Turn the lines below into a numbered list with blank lines left out, covering only the part that opens with the line containing "rope, then give the position of each instance." and closes with the last line, both ends included.
-------------------------
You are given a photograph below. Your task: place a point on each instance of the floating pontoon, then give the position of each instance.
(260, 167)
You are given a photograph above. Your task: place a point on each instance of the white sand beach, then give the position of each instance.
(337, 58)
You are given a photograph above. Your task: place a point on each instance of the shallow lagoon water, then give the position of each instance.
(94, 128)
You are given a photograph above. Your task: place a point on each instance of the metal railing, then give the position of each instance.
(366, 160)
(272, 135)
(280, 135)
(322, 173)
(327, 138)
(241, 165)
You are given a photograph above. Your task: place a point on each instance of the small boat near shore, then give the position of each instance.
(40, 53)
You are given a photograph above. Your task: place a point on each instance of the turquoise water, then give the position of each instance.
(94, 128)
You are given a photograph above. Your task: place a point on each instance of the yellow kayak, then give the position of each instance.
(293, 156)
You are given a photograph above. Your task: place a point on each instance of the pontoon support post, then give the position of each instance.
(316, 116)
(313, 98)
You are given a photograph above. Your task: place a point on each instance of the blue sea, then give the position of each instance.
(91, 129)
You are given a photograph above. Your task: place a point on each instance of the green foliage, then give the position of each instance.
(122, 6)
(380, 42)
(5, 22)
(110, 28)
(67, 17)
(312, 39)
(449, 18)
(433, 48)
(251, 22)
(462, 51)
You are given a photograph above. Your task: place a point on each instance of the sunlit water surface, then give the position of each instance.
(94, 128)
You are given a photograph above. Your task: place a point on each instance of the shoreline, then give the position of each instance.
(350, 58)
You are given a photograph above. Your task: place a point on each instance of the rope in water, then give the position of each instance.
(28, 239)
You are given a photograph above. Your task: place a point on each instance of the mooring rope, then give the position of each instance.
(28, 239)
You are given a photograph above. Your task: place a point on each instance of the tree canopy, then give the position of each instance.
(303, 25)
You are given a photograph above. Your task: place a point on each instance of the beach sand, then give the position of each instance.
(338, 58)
-------------------------
Result for this exercise >>
1. You are given a photograph above. Your task: place a point on each instance of the mooring rope, then give the position of each instance.
2. (28, 239)
3. You are given a photograph above. Your task: place a point on each instance of the tree canopy, then give the position of each instance.
4. (303, 25)
5. You are given a photograph above. Your task: place a point on each instance of the beach sand, then give the position of each instance.
6. (338, 58)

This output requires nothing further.